Aim of the task:
Make an exact copy of every record that follows.

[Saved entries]

==*==

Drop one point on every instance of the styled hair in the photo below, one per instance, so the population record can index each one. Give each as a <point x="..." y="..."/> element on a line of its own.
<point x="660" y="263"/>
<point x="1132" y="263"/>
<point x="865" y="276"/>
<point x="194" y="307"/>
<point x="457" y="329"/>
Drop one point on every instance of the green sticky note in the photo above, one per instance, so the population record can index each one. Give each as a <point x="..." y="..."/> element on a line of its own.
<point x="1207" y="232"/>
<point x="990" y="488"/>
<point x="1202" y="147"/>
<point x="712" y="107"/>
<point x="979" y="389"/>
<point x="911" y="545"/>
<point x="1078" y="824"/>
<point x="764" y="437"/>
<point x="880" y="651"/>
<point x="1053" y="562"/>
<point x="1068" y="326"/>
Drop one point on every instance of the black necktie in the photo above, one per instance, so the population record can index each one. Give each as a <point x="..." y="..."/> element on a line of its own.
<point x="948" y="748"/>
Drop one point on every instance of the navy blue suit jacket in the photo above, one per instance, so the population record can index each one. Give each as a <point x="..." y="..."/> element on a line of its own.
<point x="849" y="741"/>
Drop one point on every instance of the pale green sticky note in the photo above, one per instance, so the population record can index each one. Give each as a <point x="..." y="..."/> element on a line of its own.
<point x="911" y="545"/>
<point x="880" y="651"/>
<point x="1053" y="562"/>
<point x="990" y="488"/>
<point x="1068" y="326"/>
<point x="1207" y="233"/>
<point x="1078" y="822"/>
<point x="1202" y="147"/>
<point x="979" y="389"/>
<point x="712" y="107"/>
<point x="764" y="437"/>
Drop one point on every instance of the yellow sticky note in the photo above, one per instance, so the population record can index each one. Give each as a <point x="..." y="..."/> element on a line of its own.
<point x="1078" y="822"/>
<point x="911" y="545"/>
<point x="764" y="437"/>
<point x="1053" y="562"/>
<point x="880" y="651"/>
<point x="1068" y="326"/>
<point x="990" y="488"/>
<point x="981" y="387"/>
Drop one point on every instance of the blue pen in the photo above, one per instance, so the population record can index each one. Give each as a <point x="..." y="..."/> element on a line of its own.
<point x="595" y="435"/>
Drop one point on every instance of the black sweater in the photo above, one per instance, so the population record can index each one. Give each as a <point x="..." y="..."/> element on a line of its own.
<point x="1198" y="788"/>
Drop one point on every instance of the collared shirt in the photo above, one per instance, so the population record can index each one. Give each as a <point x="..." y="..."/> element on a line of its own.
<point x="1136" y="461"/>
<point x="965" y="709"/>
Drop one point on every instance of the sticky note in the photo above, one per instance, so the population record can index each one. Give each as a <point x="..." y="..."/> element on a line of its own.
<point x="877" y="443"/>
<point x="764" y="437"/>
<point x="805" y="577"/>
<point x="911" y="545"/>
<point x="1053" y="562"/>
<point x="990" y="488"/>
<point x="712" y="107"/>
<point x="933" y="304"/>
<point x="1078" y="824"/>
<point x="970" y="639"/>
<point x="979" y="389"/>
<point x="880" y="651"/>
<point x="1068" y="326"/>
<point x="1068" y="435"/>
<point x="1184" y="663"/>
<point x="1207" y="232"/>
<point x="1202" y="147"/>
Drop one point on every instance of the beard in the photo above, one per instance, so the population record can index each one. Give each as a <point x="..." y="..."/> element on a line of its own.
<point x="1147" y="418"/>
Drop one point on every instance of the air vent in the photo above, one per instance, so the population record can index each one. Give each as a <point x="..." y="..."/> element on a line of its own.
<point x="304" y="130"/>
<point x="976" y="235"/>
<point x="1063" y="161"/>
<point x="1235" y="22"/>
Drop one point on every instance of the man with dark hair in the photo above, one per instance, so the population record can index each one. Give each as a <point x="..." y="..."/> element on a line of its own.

==*==

Task output:
Drop one point on every instance of the styled hair in the photo below, one per instance, so the population record can index each one. Give each as a <point x="..." y="..."/> element on a line of its own.
<point x="660" y="263"/>
<point x="1132" y="263"/>
<point x="865" y="276"/>
<point x="194" y="307"/>
<point x="457" y="329"/>
Drop one point on every instance of the green sticky note in the photo above, one per instance, so the population record can index each one. Give each as a <point x="..." y="..."/> element on a line of its own.
<point x="1207" y="232"/>
<point x="990" y="488"/>
<point x="1202" y="147"/>
<point x="712" y="107"/>
<point x="979" y="389"/>
<point x="911" y="545"/>
<point x="1078" y="824"/>
<point x="764" y="437"/>
<point x="880" y="651"/>
<point x="1053" y="562"/>
<point x="1068" y="326"/>
Drop one point on every instance of the black necktie in the photo above, one per instance, so the population record can index each one. Give each as a <point x="..." y="..."/> element on a line of its own.
<point x="948" y="748"/>
Drop one point on every instance of the navy blue suit jacket in the photo above, one per instance, so the population record can index each one. Give each as a <point x="..." y="..."/> element on a line of its own.
<point x="849" y="741"/>
Drop one point on every instance of the pale green sticky note in the photo above, one per instance, so the population record can index each one. Give each as a <point x="..." y="..."/> element on a line of its own.
<point x="911" y="545"/>
<point x="880" y="651"/>
<point x="1053" y="562"/>
<point x="990" y="488"/>
<point x="1068" y="326"/>
<point x="1207" y="233"/>
<point x="1078" y="822"/>
<point x="1202" y="147"/>
<point x="979" y="389"/>
<point x="712" y="107"/>
<point x="764" y="437"/>
Drop one point on every instance of the yellow sticky note in the photo above, one per instance, so the population record can index each one. Give each as a <point x="..." y="..."/> element on a line of its own.
<point x="1078" y="822"/>
<point x="911" y="545"/>
<point x="764" y="437"/>
<point x="1053" y="562"/>
<point x="880" y="651"/>
<point x="1068" y="326"/>
<point x="990" y="488"/>
<point x="981" y="387"/>
Drop one point on every instance of the blue pen in the photo above, one per instance, so the population record can index each one. Give each as a <point x="..." y="..."/> element on a line of its own.
<point x="595" y="435"/>
Drop one point on every instance of the black sweater in the photo above, one per instance, so the population record can index each one. Give each as a <point x="..." y="..."/> element on a line of its own.
<point x="1198" y="788"/>
Drop one point on every instance of the collared shirt in the photo above, one per instance, so the population record can index each one. Give each as a <point x="..." y="..."/> element on a line of its own.
<point x="1136" y="461"/>
<point x="965" y="709"/>
Drop one point on every instance of the sticky note in the photo above, one per instance, so the population record can index each one. Give each as a <point x="..." y="..."/> element on a line of its own.
<point x="877" y="443"/>
<point x="764" y="437"/>
<point x="805" y="577"/>
<point x="911" y="545"/>
<point x="1053" y="562"/>
<point x="990" y="488"/>
<point x="712" y="107"/>
<point x="933" y="304"/>
<point x="1078" y="824"/>
<point x="970" y="639"/>
<point x="979" y="389"/>
<point x="880" y="651"/>
<point x="1068" y="326"/>
<point x="1068" y="435"/>
<point x="1184" y="663"/>
<point x="1207" y="232"/>
<point x="1202" y="147"/>
Drop one point on every instance of the beard in the photo above, one per instance, so the population record can index each one. Give each as a <point x="..." y="..."/> element on a line of its own.
<point x="1147" y="418"/>
Drop one point on every instance of the air vent in the photo above, one per instance, so the population record can index each one. Give each as a <point x="..." y="..."/> element on a line of its own.
<point x="304" y="130"/>
<point x="976" y="235"/>
<point x="1063" y="161"/>
<point x="1235" y="22"/>
Drop one point on every instance of the man with dark hair in the photo above, one per instance, so the population record can index each one. Give each as a <point x="..." y="..."/> element on a line of its own.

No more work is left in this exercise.